What this task involves
Extract every line of the entries below that contains the string "river", and list those lines in the order they appear.

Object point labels
- - - - - - -

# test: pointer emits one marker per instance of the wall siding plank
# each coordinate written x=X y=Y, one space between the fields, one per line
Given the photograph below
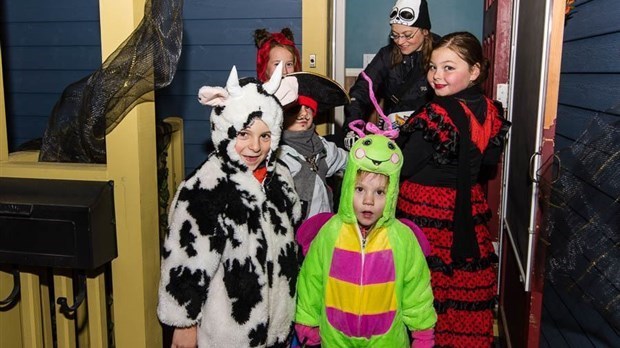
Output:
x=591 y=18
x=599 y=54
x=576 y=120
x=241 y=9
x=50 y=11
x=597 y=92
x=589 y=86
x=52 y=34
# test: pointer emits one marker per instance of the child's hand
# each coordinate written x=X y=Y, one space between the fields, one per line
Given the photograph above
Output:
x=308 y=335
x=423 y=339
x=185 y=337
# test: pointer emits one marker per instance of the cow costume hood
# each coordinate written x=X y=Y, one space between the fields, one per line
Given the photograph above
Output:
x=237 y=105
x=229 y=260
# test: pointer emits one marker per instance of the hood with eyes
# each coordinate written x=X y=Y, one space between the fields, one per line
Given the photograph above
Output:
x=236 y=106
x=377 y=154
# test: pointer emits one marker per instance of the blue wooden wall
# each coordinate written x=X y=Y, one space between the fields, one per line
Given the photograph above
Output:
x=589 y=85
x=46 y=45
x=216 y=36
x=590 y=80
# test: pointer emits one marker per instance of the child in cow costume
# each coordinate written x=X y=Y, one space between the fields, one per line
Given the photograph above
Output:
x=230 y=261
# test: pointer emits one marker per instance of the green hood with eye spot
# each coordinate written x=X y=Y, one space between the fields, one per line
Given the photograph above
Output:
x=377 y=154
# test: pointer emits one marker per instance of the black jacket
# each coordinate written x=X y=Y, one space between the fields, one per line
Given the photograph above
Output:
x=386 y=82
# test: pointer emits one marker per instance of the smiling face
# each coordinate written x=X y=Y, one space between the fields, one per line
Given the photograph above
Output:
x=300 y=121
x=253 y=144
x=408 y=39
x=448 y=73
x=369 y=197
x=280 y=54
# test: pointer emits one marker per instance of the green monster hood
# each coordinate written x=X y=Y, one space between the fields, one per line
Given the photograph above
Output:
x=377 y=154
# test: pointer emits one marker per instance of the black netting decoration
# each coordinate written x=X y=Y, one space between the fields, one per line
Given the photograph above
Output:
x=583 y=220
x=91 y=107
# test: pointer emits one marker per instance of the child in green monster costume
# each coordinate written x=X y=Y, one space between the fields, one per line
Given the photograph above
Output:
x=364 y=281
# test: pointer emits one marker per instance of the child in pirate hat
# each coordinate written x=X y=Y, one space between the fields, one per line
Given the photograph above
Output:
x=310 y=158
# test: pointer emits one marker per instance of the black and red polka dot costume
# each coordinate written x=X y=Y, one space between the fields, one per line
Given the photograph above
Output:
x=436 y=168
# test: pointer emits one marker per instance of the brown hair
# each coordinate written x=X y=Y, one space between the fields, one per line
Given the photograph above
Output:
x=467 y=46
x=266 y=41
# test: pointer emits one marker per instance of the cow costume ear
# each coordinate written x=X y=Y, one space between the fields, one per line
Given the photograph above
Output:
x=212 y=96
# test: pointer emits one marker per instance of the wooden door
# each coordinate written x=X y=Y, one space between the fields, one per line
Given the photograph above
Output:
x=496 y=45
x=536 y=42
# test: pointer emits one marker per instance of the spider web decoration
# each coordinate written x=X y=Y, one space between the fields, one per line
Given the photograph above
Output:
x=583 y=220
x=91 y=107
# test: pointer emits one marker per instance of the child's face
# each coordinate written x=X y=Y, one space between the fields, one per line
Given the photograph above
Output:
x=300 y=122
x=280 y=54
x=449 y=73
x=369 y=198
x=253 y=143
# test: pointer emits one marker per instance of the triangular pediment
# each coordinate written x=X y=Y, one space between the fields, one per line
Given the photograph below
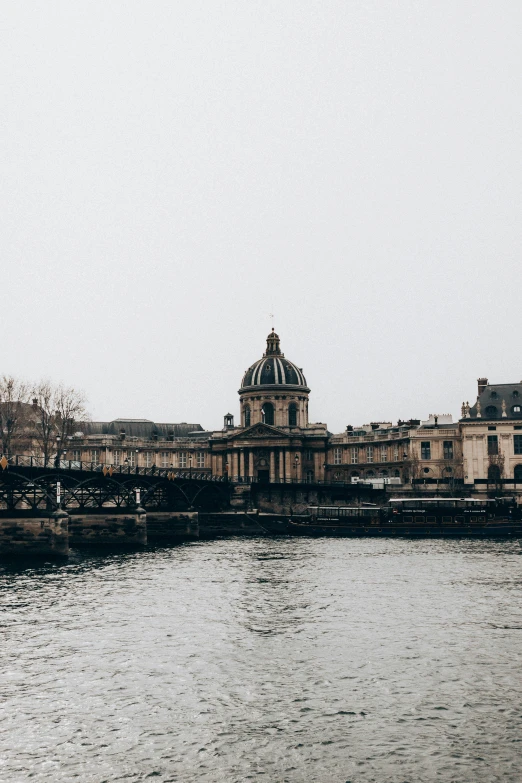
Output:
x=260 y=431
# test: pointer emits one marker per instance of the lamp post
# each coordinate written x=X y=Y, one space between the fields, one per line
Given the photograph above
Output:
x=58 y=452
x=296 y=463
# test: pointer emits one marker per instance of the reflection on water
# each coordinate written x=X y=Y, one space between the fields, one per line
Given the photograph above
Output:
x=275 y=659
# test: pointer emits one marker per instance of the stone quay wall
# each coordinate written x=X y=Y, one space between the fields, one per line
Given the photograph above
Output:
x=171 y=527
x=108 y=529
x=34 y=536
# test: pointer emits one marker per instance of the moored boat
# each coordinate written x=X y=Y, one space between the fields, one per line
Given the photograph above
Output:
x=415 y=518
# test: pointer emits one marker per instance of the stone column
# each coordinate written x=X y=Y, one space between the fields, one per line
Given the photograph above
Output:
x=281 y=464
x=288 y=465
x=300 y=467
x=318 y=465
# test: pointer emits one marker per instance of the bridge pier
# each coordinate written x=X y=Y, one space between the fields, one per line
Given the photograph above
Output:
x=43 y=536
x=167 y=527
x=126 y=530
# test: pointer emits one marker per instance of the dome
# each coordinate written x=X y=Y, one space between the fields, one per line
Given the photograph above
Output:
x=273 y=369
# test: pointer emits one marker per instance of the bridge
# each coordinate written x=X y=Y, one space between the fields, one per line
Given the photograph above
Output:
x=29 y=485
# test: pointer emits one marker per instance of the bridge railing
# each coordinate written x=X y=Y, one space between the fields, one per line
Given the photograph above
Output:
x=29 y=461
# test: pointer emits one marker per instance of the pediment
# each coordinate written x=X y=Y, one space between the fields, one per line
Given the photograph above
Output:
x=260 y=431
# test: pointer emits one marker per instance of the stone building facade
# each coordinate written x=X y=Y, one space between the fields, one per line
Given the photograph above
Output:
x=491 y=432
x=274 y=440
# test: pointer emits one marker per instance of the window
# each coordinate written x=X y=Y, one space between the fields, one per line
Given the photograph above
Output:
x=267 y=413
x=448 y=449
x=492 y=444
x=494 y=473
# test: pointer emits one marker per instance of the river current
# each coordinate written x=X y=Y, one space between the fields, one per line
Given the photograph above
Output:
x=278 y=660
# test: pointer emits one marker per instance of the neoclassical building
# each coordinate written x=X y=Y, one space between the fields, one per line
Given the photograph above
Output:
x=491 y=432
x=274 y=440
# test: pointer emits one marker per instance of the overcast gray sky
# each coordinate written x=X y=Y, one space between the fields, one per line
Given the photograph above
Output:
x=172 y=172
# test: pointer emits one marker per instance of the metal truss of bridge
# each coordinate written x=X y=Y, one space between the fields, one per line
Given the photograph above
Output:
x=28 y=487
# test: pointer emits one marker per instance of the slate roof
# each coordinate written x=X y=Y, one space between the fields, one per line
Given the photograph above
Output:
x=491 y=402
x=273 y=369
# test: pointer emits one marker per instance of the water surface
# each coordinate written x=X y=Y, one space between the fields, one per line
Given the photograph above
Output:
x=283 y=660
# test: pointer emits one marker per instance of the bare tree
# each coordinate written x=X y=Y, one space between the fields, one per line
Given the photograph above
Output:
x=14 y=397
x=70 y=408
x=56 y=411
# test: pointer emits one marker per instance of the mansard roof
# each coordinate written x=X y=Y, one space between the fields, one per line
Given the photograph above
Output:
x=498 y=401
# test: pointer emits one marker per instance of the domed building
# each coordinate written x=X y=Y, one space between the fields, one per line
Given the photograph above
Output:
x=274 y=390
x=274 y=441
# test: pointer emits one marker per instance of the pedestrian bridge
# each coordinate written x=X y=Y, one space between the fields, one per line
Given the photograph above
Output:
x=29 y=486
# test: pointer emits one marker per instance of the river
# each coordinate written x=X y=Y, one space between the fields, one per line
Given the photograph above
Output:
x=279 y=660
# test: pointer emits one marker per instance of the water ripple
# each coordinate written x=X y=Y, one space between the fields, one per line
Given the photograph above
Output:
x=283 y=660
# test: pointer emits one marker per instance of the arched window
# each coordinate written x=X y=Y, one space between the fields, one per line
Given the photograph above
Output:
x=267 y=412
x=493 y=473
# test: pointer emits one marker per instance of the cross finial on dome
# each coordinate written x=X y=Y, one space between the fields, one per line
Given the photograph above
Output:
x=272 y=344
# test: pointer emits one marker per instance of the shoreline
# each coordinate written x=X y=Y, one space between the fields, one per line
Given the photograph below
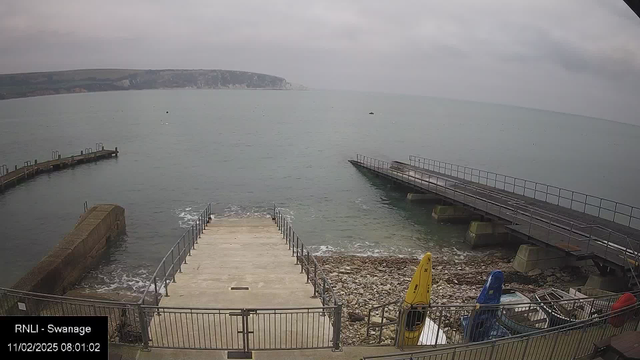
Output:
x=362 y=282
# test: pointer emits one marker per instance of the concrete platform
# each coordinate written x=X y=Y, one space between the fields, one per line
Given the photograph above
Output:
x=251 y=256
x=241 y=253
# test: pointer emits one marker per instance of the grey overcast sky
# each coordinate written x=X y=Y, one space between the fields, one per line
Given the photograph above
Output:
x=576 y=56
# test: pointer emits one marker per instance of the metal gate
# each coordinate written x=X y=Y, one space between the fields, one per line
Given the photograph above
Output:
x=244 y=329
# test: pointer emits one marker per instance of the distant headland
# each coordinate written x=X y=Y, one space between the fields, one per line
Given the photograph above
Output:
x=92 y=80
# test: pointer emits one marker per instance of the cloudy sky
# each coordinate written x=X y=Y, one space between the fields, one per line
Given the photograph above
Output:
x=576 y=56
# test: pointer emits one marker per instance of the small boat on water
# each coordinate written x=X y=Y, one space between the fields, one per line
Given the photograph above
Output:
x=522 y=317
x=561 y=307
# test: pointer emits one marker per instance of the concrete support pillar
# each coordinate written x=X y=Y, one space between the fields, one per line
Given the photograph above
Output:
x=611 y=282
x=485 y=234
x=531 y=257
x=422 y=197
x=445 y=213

- - - - - - -

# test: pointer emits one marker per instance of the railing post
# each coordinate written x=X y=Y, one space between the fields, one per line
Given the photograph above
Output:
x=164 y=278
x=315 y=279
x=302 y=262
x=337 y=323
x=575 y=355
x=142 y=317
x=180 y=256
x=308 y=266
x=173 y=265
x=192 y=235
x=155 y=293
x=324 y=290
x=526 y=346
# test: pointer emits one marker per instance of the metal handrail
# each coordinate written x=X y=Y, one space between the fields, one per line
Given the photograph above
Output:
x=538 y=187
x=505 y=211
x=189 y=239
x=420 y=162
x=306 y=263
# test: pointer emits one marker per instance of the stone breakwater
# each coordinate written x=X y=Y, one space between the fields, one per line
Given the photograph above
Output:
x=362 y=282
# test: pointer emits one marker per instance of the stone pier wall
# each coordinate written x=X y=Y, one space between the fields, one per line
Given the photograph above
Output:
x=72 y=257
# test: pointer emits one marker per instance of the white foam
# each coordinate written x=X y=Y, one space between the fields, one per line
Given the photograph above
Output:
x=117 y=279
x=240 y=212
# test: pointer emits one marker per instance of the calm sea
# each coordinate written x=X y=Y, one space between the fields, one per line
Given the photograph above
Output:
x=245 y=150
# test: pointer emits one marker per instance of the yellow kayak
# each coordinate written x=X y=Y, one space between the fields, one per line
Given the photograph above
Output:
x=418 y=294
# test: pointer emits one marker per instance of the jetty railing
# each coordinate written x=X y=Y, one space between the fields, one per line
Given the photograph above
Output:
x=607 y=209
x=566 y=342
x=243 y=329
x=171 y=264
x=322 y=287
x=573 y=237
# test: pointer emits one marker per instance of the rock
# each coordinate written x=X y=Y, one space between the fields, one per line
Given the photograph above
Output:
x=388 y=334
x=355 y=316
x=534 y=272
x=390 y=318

- - - - - - -

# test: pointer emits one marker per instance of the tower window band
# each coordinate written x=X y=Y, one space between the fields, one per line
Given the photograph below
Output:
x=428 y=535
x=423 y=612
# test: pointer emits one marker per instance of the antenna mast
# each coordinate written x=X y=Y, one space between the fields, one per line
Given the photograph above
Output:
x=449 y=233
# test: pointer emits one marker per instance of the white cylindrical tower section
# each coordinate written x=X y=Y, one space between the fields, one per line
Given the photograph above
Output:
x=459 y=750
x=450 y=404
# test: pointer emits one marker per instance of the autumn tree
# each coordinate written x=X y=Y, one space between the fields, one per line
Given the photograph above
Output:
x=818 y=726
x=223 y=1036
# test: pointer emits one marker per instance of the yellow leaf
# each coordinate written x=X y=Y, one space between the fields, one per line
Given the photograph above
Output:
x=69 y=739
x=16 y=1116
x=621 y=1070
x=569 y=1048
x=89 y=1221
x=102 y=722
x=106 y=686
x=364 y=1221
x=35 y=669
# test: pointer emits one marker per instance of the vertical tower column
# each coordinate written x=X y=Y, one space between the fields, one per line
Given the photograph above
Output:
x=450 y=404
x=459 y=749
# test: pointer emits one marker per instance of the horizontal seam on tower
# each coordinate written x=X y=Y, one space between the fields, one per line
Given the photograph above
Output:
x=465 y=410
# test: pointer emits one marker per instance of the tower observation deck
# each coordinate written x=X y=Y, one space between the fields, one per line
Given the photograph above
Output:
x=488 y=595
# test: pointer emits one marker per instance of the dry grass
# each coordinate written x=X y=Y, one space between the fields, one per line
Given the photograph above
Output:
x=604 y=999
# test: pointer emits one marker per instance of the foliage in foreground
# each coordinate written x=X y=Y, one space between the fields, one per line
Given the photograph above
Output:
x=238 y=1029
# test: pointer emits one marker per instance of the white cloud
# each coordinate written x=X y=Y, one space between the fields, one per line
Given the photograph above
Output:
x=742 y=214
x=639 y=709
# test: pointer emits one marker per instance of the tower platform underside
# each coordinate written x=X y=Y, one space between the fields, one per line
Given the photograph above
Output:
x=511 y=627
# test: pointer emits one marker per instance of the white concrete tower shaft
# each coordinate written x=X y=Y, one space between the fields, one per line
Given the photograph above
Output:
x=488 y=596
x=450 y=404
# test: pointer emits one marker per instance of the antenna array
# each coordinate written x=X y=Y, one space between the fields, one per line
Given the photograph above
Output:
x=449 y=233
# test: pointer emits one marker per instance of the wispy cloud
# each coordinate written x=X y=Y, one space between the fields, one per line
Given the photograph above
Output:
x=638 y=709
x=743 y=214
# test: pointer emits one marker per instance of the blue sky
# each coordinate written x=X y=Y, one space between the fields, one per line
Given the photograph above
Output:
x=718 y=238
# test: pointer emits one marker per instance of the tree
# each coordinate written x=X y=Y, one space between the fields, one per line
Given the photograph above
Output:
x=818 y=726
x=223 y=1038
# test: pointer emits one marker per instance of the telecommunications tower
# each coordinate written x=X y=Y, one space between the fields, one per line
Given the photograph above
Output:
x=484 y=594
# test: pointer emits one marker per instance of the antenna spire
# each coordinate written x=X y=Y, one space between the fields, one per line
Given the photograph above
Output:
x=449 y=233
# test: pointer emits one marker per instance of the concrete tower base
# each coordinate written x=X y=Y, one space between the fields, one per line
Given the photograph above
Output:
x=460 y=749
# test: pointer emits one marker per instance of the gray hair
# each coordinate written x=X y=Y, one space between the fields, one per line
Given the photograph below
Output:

- - - - - - -

Exercise solution
# test: pointer emits one marker per instance of the river current
# test: pointer emits one marker per instance of the river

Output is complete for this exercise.